● **Task**: For every line in the material, print that line exactly.

● **The input**:
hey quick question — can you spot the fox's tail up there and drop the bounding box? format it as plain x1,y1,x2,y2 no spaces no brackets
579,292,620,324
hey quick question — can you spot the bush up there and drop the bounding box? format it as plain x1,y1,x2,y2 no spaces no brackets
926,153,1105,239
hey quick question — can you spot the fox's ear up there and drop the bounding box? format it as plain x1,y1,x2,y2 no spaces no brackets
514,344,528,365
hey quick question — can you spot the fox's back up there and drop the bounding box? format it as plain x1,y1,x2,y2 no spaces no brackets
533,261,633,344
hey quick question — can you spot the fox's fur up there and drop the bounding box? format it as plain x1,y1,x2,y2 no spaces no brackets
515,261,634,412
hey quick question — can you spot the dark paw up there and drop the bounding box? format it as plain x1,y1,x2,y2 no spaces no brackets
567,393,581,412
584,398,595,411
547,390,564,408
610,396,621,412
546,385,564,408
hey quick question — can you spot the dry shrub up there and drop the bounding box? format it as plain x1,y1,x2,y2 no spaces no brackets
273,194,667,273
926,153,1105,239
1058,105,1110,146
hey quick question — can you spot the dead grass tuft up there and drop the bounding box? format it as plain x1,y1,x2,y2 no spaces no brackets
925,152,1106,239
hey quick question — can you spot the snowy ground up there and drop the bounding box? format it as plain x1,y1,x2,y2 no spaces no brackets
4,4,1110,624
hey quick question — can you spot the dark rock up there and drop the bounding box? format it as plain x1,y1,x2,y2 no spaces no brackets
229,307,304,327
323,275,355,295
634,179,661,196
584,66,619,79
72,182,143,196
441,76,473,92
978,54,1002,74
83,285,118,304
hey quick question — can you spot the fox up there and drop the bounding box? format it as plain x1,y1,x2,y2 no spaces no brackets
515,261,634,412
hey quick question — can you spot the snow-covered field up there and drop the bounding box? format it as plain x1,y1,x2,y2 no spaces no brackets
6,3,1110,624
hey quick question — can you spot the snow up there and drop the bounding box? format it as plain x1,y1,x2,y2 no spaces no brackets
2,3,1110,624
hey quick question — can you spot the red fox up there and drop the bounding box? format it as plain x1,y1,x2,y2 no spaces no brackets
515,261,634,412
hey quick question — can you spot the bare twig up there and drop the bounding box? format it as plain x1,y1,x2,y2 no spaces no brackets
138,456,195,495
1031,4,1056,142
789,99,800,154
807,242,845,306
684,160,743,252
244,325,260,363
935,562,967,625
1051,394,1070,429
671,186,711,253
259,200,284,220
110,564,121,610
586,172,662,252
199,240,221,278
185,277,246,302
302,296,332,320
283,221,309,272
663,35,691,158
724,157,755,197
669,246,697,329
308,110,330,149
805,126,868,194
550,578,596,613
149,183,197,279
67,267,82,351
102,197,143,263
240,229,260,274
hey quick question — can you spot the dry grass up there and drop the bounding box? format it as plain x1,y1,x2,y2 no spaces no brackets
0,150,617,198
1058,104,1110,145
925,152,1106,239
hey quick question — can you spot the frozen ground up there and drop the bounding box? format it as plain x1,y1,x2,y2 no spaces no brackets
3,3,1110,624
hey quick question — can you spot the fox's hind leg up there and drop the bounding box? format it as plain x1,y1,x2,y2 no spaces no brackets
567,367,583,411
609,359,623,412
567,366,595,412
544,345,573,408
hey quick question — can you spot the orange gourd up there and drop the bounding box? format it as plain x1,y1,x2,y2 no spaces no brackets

● **Answer box**:
hey quick question — can you spot the fox's tail up there and drop the bounding box? format it as plain x1,y1,x2,y2 no spaces no brackets
579,292,620,324
hey quick question — can you spot the bush up there and drop the bounding box? format it as plain x1,y1,x2,y2 no spaces no brackets
926,153,1105,239
hey quick question — can you spot the fox's ear up there and drop the bounding box? format it as plain x1,y1,x2,y2 no spaces no brackets
514,344,528,365
hey quick question — can you spot the fox's back up there and drop the bounding box? format it as plain x1,y1,x2,y2 no spaces no brackets
533,261,633,344
hey quick question — can you spot the fox's fur up there and drop the bounding box? format it as plain x1,y1,x2,y2 no spaces no brackets
515,261,634,412
hey quick question — can you spot the dark paw up there and drop the bounding box? format it as plain x1,y1,x2,y2 no spaces no brackets
567,393,581,412
584,398,595,411
547,390,564,408
610,396,621,412
546,385,564,408
hey quick question — can you spot the dry shrub up there and drop the bounding box? format it as plain x1,y1,x2,y2 no spaces no brackets
273,194,667,273
926,153,1105,239
1058,105,1110,146
hey quick question — can you spot the dead grass tuft up there and drop the bounding box? format it as plain x1,y1,x2,y2 no spaces no brackets
925,152,1106,239
hey quick question — can you spot the snowy ground up there and drop the bounding box? format it as plain x1,y1,x2,y2 no spaces no brackets
4,4,1110,624
hey quick question — can you spot the dark rock up there and drop the bounding box? format it as plain x1,y1,x2,y2 no spaces no brackets
229,307,304,327
323,275,355,295
634,179,661,196
584,66,619,79
72,182,143,196
441,76,473,92
978,54,1002,74
83,285,118,304
hey quick question — can you spot the fox up there and drop the bounding box? format it as plain x1,y1,x2,y2 no spaces no brackets
515,261,634,412
hey quick question — can you spot the snow-covered field up there and drop the bounding box? format it as plain x1,y1,x2,y2 no spaces no brackets
6,3,1110,624
hey quick question — can you spot the snow up there and drop the bounding box? format it as plain x1,y1,x2,y2 no spaces no brackets
2,3,1110,624
hey quick question — can you spot the red fox up there and drop the bounding box? format it as plain x1,y1,x2,y2 no spaces no brackets
515,261,634,412
hey quick question — can you spot the bare twig up there and drop the bounding box? format it as plain x1,y1,x2,y2 no spaces no brackets
138,456,195,495
1031,4,1056,142
789,99,800,154
807,242,845,306
684,160,743,252
244,325,260,363
935,562,967,625
1051,394,1070,429
671,186,711,253
259,200,284,220
110,564,121,610
586,172,662,252
199,240,221,278
185,277,246,302
302,296,332,320
283,221,309,272
663,35,691,158
724,157,755,197
669,246,697,329
308,110,330,149
805,126,868,194
550,578,596,613
149,183,197,279
67,267,82,351
102,197,143,263
240,229,260,274
hey quick question — can you spot the dry grass up there and drop the bounding box? format it as plain x1,y1,x2,y2 no spaces no brackets
0,150,617,198
1058,104,1110,145
925,152,1106,239
hey quick question — can you spot the frozen ground up there and drop the bounding box? format it as plain x1,y1,x2,y2 no spaces no brackets
3,3,1110,624
hey quick question — can you spot the fox's hind leg up there and drop the bounding box? format it as plain x1,y1,x2,y2 no spaces no brackets
567,367,583,411
609,359,623,412
567,366,595,412
544,345,573,408
hey quick question — can you spot the orange gourd up there and drop the bounding box? format it as plain x1,y1,x2,y2 no spaces no brackets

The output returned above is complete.